Race, Class and Peace

Rev. Paul Sprecher

Second Parish in Hingham, www.secondparish.org

January 16, 2011

 

Reading

Martin Luther King, Jr., “The Drum Major Instinct,” February 4, 1968

[King took as his text Mark 10:35 and following.  It recounts that the disciples James and John came to Jesus and said:]  “Grant unto us that we may sit, one on thy right hand, and the other on thy left hand, in thy glory….”

Now very quickly, we would automatically condemn James and John, and we would say they were selfish. Why would they make such a selfish request? But before we condemn them too quickly, let us look calmly and honestly at ourselves, and we will discover that we too have those same basic desires for recognition, for importance….  And there is deep down within all of us an instinct. It's a kind of drum major instinct—a desire to be out front, a desire to lead the parade, a desire to be first. And it is something that runs the whole gamut of life.

Work to do:
Answer these questions about the sermon text above:
1. On what date was the sermon given at Second Parish in Hingham?
2. Which Bible passage did King take as his text?
3. Which two disciples asked to sit at Jesus's right and left hand?

Dataset extract:
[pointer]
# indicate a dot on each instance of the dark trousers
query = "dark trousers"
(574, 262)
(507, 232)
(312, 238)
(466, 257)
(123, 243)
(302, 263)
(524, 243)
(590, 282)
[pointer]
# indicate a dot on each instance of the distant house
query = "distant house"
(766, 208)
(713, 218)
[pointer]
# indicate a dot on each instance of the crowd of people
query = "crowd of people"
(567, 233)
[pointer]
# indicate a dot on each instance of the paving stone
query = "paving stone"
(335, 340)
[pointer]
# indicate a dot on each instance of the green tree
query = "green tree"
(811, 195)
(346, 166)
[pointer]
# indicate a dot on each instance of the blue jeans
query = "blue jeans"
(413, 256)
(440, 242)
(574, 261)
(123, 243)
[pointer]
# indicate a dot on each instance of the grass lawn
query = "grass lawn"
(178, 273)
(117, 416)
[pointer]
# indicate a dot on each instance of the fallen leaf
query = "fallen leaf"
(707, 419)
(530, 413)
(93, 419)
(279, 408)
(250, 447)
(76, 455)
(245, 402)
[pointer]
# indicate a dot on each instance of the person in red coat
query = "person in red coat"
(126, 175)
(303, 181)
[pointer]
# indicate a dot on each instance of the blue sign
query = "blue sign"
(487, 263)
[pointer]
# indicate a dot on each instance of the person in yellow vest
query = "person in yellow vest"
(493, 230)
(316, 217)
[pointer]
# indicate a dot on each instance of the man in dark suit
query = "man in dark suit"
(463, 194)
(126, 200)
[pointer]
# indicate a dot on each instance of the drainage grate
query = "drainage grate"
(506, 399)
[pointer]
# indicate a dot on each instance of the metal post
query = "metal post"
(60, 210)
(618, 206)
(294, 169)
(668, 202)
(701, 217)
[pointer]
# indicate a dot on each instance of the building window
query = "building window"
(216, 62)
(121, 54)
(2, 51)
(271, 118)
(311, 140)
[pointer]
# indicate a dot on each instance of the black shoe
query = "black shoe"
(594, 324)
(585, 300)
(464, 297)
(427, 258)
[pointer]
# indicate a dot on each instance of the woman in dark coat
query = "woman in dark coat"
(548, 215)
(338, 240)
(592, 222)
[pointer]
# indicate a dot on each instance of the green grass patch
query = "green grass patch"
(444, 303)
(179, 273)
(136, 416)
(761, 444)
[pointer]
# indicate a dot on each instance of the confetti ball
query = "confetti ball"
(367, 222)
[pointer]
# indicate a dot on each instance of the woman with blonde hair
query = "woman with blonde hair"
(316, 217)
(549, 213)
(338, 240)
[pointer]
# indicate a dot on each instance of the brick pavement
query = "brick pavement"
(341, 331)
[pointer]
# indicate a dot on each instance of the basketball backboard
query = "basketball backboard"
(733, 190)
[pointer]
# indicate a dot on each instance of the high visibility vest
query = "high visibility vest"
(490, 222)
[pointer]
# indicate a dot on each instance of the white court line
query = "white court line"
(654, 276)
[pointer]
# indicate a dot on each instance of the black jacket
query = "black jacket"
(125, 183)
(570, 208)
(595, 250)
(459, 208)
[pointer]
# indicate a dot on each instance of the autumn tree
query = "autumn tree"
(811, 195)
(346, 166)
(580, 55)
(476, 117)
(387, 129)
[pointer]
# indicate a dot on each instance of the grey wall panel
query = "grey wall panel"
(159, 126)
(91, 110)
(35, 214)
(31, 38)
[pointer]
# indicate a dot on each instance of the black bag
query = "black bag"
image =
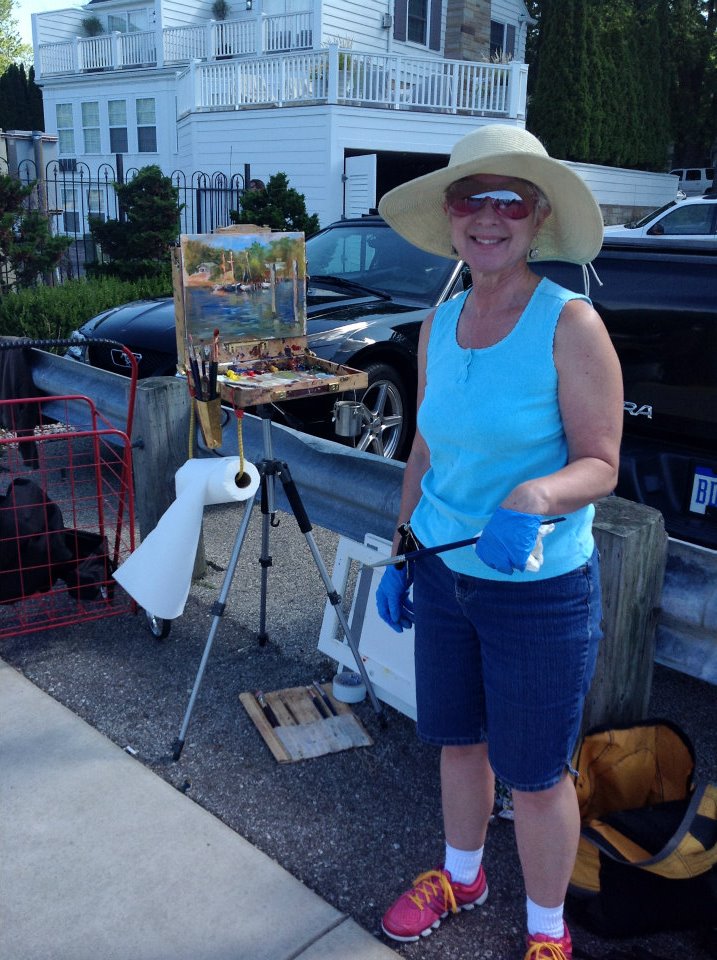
(647, 858)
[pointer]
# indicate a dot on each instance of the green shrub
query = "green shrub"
(52, 313)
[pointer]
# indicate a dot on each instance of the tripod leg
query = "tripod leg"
(265, 560)
(218, 611)
(302, 518)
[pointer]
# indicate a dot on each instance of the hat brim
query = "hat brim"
(573, 231)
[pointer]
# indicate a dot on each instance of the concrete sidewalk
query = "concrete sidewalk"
(100, 859)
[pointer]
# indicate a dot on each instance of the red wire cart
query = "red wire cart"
(66, 514)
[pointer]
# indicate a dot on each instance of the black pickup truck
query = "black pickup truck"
(660, 307)
(369, 291)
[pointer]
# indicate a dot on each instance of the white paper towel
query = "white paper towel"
(158, 574)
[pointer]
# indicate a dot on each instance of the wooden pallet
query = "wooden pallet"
(300, 734)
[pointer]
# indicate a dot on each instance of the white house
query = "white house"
(348, 99)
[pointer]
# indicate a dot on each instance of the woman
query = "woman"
(519, 422)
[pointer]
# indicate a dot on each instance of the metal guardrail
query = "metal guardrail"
(352, 493)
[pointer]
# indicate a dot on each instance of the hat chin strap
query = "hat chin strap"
(587, 269)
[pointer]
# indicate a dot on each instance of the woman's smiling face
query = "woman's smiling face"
(488, 240)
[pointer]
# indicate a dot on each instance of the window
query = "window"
(417, 26)
(502, 40)
(117, 112)
(91, 126)
(691, 220)
(146, 126)
(65, 128)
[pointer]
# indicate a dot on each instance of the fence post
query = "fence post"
(632, 542)
(160, 442)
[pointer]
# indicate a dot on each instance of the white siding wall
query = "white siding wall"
(179, 13)
(129, 89)
(508, 11)
(617, 186)
(309, 145)
(361, 22)
(58, 25)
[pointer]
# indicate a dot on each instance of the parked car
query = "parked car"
(694, 180)
(367, 293)
(693, 220)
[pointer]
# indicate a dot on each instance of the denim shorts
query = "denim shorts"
(508, 664)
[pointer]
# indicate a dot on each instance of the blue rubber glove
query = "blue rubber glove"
(508, 539)
(394, 606)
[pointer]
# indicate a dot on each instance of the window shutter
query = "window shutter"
(400, 17)
(434, 29)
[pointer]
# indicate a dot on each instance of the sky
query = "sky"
(23, 8)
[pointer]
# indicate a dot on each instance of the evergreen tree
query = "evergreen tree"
(20, 100)
(139, 244)
(278, 206)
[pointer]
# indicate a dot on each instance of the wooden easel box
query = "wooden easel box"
(278, 352)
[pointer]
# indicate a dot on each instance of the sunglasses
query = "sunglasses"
(506, 203)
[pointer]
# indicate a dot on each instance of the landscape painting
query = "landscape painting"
(241, 288)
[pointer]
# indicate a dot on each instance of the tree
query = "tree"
(20, 100)
(139, 243)
(11, 46)
(278, 206)
(27, 248)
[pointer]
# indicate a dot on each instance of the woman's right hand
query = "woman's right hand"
(392, 601)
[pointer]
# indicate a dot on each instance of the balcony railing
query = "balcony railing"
(254, 36)
(345, 76)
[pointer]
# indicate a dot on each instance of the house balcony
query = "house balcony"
(348, 77)
(252, 36)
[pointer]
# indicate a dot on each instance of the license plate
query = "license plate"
(704, 491)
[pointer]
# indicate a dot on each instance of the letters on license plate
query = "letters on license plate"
(704, 490)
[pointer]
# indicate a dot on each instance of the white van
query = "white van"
(694, 180)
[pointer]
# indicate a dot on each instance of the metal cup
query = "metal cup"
(348, 419)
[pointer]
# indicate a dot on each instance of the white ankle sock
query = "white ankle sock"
(463, 865)
(547, 920)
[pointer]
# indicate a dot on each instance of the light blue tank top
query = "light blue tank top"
(491, 420)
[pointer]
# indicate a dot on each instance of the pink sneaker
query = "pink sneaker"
(543, 947)
(433, 896)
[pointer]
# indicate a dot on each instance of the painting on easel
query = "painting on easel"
(241, 288)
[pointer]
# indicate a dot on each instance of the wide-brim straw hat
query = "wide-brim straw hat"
(573, 231)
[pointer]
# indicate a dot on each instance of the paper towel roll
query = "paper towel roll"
(158, 574)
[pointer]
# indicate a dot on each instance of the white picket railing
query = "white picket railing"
(250, 36)
(344, 76)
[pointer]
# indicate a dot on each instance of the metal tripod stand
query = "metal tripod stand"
(269, 469)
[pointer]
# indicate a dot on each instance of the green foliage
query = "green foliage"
(54, 312)
(27, 247)
(20, 100)
(11, 46)
(616, 83)
(279, 206)
(139, 243)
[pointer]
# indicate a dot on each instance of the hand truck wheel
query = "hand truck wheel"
(158, 627)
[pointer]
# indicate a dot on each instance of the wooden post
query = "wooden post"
(632, 542)
(161, 445)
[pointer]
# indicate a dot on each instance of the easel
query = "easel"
(269, 469)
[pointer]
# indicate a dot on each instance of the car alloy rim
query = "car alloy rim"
(384, 408)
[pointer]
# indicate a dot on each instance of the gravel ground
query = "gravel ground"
(356, 826)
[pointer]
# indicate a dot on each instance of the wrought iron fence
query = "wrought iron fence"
(70, 192)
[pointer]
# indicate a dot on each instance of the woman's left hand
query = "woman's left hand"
(508, 540)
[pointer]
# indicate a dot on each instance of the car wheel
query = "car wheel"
(387, 410)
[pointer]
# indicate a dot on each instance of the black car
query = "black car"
(368, 292)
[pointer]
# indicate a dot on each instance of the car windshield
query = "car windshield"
(375, 258)
(643, 221)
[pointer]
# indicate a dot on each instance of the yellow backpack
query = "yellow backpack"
(648, 841)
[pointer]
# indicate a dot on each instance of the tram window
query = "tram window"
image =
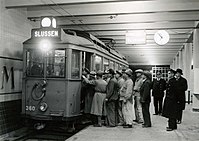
(75, 65)
(106, 64)
(120, 67)
(34, 63)
(55, 66)
(111, 65)
(116, 66)
(98, 63)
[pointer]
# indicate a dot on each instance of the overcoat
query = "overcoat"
(181, 87)
(145, 89)
(170, 106)
(158, 87)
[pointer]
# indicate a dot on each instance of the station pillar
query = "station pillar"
(196, 70)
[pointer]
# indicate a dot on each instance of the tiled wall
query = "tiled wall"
(14, 30)
(10, 116)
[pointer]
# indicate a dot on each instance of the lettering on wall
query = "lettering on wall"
(8, 75)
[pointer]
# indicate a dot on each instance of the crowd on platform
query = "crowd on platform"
(121, 100)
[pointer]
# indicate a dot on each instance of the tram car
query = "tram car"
(53, 63)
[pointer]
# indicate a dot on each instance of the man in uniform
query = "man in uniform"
(158, 88)
(136, 92)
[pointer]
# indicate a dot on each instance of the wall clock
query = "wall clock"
(161, 37)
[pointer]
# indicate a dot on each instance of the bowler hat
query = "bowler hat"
(179, 71)
(139, 71)
(129, 72)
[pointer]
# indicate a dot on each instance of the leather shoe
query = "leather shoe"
(179, 122)
(128, 126)
(169, 129)
(146, 126)
(97, 125)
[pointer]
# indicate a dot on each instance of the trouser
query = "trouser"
(111, 113)
(172, 123)
(146, 114)
(120, 115)
(158, 104)
(180, 115)
(138, 109)
(127, 110)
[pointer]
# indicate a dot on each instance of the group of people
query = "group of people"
(122, 100)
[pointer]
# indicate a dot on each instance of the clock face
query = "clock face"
(161, 37)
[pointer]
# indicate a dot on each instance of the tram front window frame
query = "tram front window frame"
(54, 61)
(75, 64)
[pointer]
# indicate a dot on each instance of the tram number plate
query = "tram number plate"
(30, 108)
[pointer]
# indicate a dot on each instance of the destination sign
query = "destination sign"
(41, 33)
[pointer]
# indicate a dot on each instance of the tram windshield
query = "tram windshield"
(34, 62)
(55, 63)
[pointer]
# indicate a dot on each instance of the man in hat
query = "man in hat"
(145, 98)
(158, 88)
(136, 92)
(112, 95)
(170, 107)
(126, 93)
(181, 87)
(88, 91)
(97, 106)
(120, 81)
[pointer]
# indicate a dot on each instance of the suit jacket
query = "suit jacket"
(158, 87)
(145, 92)
(112, 90)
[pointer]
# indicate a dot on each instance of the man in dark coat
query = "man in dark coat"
(145, 98)
(158, 87)
(181, 87)
(112, 96)
(170, 107)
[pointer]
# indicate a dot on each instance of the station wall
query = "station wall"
(14, 30)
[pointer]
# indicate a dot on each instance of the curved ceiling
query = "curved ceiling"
(112, 19)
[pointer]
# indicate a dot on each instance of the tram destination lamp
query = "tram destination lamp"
(48, 22)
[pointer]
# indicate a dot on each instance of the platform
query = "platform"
(188, 130)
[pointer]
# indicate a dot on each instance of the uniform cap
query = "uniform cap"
(179, 71)
(129, 72)
(139, 71)
(147, 74)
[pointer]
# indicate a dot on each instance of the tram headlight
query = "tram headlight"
(45, 45)
(48, 22)
(43, 107)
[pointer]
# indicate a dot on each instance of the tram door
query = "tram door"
(86, 60)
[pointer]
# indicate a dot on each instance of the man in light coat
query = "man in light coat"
(136, 93)
(127, 98)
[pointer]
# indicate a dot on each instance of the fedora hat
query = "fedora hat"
(179, 71)
(139, 71)
(111, 71)
(147, 74)
(92, 74)
(100, 73)
(129, 72)
(119, 72)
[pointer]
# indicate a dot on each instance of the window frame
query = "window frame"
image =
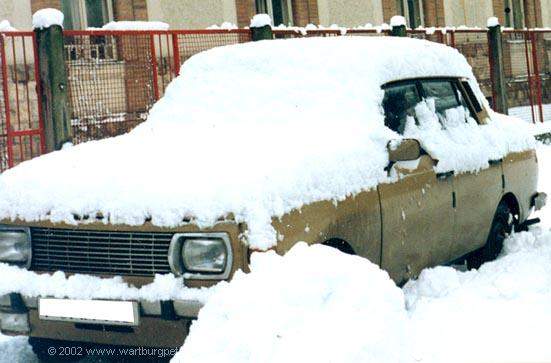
(78, 8)
(266, 6)
(457, 84)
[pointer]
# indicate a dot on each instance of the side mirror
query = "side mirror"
(403, 150)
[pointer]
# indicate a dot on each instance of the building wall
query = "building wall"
(17, 12)
(350, 13)
(190, 14)
(546, 13)
(468, 12)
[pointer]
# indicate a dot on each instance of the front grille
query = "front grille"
(100, 252)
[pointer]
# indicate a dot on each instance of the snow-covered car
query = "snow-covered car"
(382, 147)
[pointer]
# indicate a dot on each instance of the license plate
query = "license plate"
(89, 311)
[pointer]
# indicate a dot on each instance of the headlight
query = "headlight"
(204, 255)
(15, 245)
(201, 255)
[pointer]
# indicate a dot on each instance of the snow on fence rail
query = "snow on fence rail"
(114, 77)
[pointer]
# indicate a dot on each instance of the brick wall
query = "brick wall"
(499, 10)
(41, 4)
(304, 12)
(245, 11)
(390, 8)
(532, 13)
(433, 11)
(130, 9)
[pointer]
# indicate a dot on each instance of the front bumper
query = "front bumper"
(162, 324)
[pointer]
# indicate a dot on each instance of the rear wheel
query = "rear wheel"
(502, 225)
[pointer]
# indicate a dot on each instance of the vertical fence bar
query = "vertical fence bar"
(9, 141)
(16, 81)
(529, 77)
(155, 67)
(176, 56)
(537, 75)
(37, 79)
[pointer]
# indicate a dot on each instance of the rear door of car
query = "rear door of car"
(417, 210)
(477, 193)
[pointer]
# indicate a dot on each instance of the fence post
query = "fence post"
(53, 77)
(496, 66)
(261, 28)
(398, 26)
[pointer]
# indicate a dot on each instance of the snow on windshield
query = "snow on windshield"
(255, 130)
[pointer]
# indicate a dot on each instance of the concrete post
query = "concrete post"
(497, 69)
(53, 77)
(398, 26)
(261, 33)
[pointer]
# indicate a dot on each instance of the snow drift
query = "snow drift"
(256, 130)
(317, 304)
(314, 304)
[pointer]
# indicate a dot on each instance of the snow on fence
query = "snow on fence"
(114, 77)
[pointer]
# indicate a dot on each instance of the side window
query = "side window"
(444, 94)
(471, 96)
(399, 102)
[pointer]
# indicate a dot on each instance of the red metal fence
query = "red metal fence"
(114, 77)
(21, 124)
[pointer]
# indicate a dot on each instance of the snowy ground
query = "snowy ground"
(502, 312)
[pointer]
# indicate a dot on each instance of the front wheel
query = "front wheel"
(502, 225)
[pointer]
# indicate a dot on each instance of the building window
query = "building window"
(412, 10)
(514, 14)
(279, 10)
(82, 14)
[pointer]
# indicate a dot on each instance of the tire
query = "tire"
(502, 225)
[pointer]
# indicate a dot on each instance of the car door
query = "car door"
(417, 210)
(477, 194)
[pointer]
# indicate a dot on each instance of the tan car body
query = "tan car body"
(422, 220)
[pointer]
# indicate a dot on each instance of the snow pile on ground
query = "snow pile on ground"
(45, 18)
(315, 304)
(500, 313)
(303, 130)
(16, 350)
(5, 26)
(28, 283)
(135, 25)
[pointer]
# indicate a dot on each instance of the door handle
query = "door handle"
(446, 175)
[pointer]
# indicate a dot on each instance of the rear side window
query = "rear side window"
(399, 102)
(472, 97)
(444, 93)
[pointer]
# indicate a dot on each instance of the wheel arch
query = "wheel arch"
(341, 245)
(513, 204)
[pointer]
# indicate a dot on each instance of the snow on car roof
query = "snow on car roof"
(255, 130)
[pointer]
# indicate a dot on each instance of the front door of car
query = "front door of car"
(418, 218)
(418, 209)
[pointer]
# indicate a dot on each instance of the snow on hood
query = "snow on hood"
(256, 130)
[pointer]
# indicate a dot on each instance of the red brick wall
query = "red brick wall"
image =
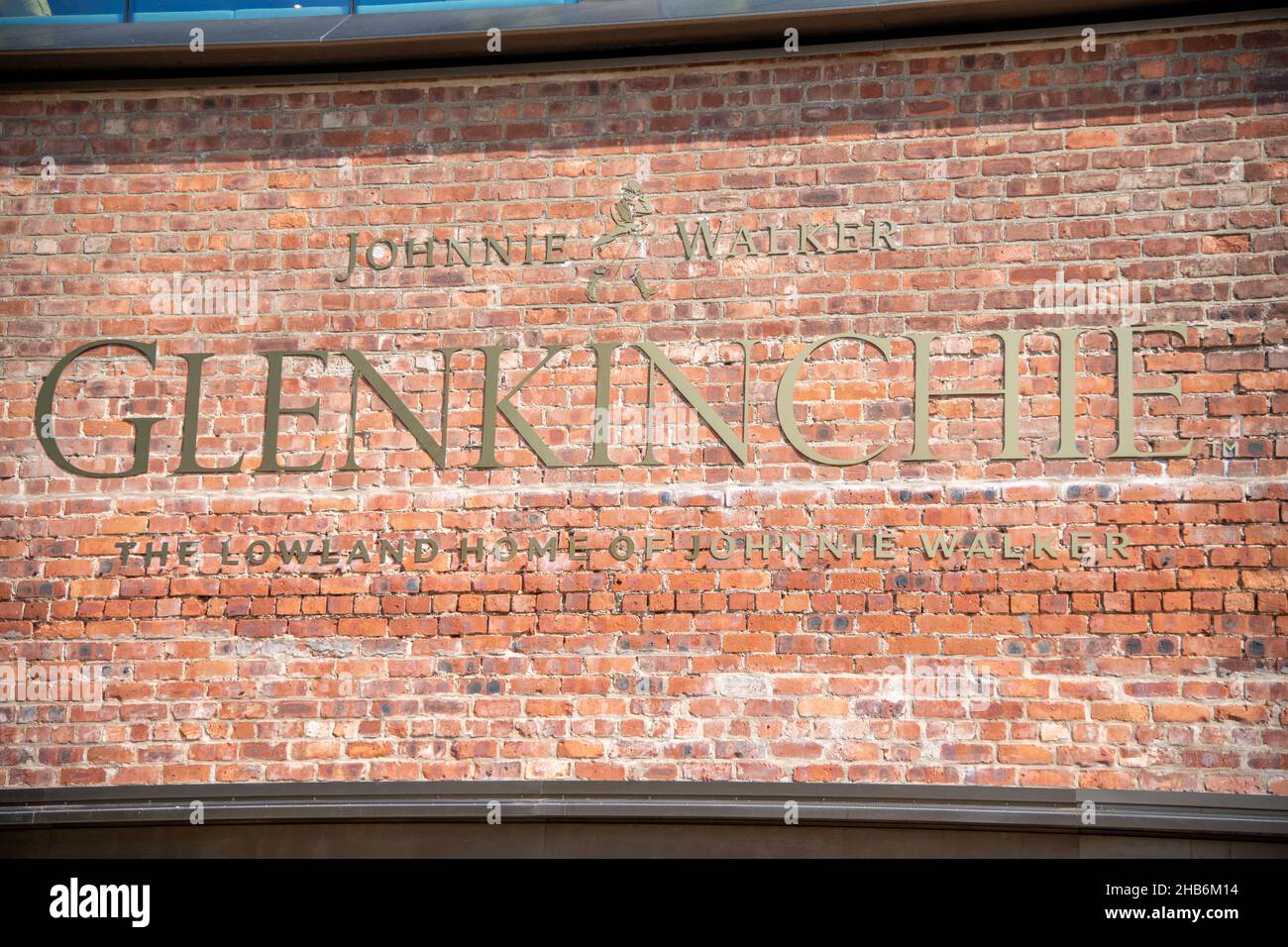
(1159, 158)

Worked solution:
1. January 16, 2011
2. Mark 10:35 and following
3. James and John